##### TEXTAUSSCHNITT #####

27.04.2018 | Universität Hohenheim | News

54 Mio. Euro: Wissenschaftsrat befürwortet Zentrum für Tierwissenschaften

Uni Hohenheim als Deutschlands Nr. 1 in Agrarforschung soll wissenschaftliches Zentrum überregionaler Bedeutung nach Art 91b GG erhalten

Tierwohl und Tiergesundheit, reduzierter Antibiotikaeinsatz, bessere Ressourcennutzung und geringere Umweltauswirkungen: Eine wichtige Stellschraube für Eigenschaften von Nutztieren sind die Wechselwirkungen zwischen dem Tier und den Abermilliarden Mikroorganismen, die insbesondere den Verdauungstrakt besiedeln. Bislang sind diese Vorgänge noch weitgehend unverstanden. Mit dem neuen „Hohenheim Center for Livestock Microbiome Research (HoLMiR)“ soll die Universität Hohenheim in Stuttgart daran arbeiten, diese Wissenslücken zu schließen. Diese Entscheidung fällte der Wissenschaftsrat der Bundesrepublik Deutschland in seiner heutigen Frühjahrssitzung in Trier. Über die endgültige Aufnahme von Forschungsbauten in die Förderung wird die Gemeinsame Wissenschaftskonferenz von Bund und Ländern (GWK) am 29. Juni 2018 auf der Grundlage der Empfehlungen des Wissenschaftsrates entscheiden. Das Universitätsbauamt schätzt die Baukosten auf rund 47 Mio. Euro zzgl. 7 Mio. Euro für Erstausstattung und Großgeräte.

In der Humanmedizin hat das Wissen über die Bedeutung der Mikroorganismen im Darm kontinuierlich zugenommen. Zusammensetzung und Verhalten dieser komplexen Gemeinschaft beeinflussen selbst Psyche und Verhalten. Fehlfunktionen scheinen mitverantwortlich für chronische Erkrankungen oder Stoffwechselstörungen wie Adipositas und Diabetes.

Noch komplexer und weit weniger erforscht sind die wechselseitigen Beziehungen zwischen Nutztieren und den Abermillionen Mikroorganismen in ihrem Verdauungstrakt. Bei letzteren handelt es sich um eine so umfassende Lebensgemeinschaft, dass in einem Rind täglich Mikrobenmasse im Kilogrammbereich heranwächst.

#####

### IHRE AUFGABEN
1. Duplizieren Sie aus der Meldung zum Hohenheimer Zentrum für Tierwissenschaften den Abschnitt von „Noch komplexer und“ bis einschließlich „im Kilogrammbereich heranwächst.“ ohne jede Änderung.
2. Fassen Sie die Meldung zum Hohenheimer Zentrum für Tierwissenschaften in zwei Sätzen zusammen.
Die Zeilen werden für die Bearbeitung nicht benötigt.

##### ZU PRÜFENDE DATEN #####

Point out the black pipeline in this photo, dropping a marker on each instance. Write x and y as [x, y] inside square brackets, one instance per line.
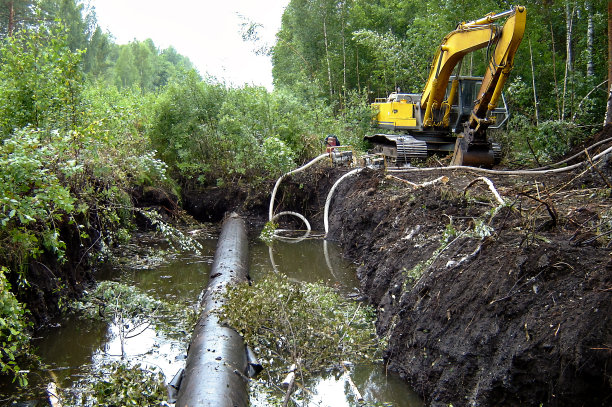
[217, 361]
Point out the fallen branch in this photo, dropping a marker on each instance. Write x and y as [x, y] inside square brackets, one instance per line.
[443, 179]
[354, 388]
[498, 197]
[603, 177]
[551, 210]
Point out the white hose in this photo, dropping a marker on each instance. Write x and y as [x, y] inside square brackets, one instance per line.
[330, 194]
[302, 168]
[298, 215]
[504, 172]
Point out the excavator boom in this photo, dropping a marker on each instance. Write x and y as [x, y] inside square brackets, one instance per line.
[455, 118]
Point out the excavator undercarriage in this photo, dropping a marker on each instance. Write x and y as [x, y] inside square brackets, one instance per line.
[454, 113]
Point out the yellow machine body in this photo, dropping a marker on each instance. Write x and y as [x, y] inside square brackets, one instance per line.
[453, 112]
[396, 114]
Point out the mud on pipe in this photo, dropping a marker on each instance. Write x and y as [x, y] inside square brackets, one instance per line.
[217, 361]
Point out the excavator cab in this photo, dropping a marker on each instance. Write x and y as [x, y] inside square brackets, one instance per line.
[465, 101]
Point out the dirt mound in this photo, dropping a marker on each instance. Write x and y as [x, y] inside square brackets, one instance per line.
[487, 304]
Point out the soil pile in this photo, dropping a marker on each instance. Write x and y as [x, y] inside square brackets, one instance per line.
[482, 302]
[487, 303]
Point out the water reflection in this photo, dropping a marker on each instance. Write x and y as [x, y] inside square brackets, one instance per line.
[311, 260]
[73, 348]
[317, 260]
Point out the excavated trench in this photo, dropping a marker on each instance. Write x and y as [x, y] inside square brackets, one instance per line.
[483, 304]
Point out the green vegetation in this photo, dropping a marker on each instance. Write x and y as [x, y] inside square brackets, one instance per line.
[133, 311]
[13, 326]
[309, 325]
[86, 123]
[375, 47]
[121, 384]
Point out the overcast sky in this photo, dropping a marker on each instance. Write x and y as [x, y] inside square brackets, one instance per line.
[205, 31]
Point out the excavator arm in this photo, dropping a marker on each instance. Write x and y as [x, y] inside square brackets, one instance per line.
[472, 147]
[466, 38]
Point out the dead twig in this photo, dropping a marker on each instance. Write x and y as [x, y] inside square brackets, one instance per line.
[551, 210]
[601, 174]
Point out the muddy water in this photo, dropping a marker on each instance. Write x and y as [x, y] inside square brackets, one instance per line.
[76, 347]
[321, 261]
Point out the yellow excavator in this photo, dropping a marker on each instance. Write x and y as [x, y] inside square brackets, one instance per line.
[454, 112]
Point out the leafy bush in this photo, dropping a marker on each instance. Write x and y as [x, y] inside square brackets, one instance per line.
[287, 322]
[124, 385]
[33, 196]
[13, 330]
[40, 80]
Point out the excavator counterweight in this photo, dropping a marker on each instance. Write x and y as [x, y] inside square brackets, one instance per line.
[453, 113]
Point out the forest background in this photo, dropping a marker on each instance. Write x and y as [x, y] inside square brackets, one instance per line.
[86, 122]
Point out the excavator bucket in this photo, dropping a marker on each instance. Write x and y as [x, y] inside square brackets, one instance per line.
[476, 154]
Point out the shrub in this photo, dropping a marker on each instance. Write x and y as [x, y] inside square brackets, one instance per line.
[14, 338]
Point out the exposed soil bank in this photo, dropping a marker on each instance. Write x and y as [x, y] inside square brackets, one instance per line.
[522, 316]
[481, 306]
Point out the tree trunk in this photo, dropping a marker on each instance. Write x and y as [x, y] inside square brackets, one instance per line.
[569, 16]
[608, 119]
[535, 96]
[11, 25]
[344, 85]
[589, 53]
[331, 91]
[552, 39]
[357, 66]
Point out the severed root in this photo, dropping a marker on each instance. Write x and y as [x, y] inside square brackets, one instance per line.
[443, 179]
[498, 197]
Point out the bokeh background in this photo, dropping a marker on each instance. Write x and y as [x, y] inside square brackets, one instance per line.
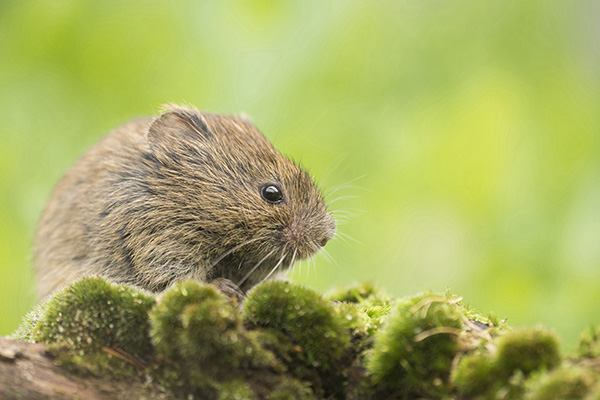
[459, 140]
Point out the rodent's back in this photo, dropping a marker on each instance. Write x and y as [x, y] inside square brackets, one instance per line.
[181, 196]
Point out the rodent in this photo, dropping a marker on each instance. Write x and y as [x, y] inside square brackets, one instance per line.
[185, 195]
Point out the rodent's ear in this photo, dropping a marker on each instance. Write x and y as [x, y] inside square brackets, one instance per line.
[175, 133]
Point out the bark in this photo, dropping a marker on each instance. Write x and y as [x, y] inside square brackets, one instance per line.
[29, 371]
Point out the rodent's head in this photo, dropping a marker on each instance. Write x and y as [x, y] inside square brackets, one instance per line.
[247, 209]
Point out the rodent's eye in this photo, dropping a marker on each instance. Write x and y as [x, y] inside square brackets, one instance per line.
[272, 193]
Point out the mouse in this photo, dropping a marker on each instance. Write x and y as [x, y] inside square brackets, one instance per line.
[184, 195]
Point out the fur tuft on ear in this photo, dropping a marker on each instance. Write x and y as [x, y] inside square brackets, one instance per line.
[176, 133]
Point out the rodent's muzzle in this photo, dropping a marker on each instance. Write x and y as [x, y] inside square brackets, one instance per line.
[306, 237]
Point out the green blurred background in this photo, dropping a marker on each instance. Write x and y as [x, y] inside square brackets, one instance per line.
[460, 139]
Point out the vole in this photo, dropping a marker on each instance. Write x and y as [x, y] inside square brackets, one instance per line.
[185, 195]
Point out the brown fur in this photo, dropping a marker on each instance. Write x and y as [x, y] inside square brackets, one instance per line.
[179, 197]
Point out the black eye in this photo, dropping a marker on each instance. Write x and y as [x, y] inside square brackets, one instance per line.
[271, 193]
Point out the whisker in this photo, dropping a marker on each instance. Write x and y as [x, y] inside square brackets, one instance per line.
[255, 267]
[345, 236]
[346, 185]
[329, 257]
[274, 268]
[329, 202]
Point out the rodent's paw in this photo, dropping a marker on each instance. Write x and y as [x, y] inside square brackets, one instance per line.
[229, 289]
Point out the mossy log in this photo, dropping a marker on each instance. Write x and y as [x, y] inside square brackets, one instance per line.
[283, 341]
[30, 371]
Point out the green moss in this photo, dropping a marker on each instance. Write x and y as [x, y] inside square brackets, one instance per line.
[589, 343]
[30, 321]
[235, 390]
[290, 342]
[413, 354]
[475, 376]
[292, 389]
[527, 350]
[200, 338]
[93, 313]
[355, 294]
[566, 383]
[313, 340]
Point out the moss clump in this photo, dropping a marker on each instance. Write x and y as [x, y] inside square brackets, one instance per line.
[311, 338]
[589, 343]
[412, 355]
[527, 350]
[199, 335]
[290, 342]
[91, 314]
[566, 383]
[475, 375]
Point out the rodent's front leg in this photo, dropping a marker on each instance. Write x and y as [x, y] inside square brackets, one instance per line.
[229, 288]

#####

### LÖSUNGEN
1.
Noch komplexer und weit weniger erforscht sind die wechselseitigen Beziehungen zwischen Nutztieren und den Abermillionen Mikroorganismen in ihrem Verdauungstrakt. Bei letzteren handelt es sich um eine so umfassende Lebensgemeinschaft, dass in einem Rind täglich Mikrobenmasse im Kilogrammbereich heranwächst.

2. Der Wissenschaftsrat hat in seiner Frühjahrssitzung in Trier befürwortet, dass die Universität Hohenheim mit dem „Hohenheim Center for Livestock Microbiome Research (HoLMiR)“ die noch weitgehend unverstandenen Wechselwirkungen zwischen Nutztieren und den Mikroorganismen in ihrem Verdauungstrakt erforschen soll. Über die endgültige Förderung entscheidet die GWK am 29. Juni 2018, wobei das Universitätsbauamt die Baukosten auf rund 47 Mio. Euro zuzüglich 7 Mio. Euro für Erstausstattung und Großgeräte schätzt.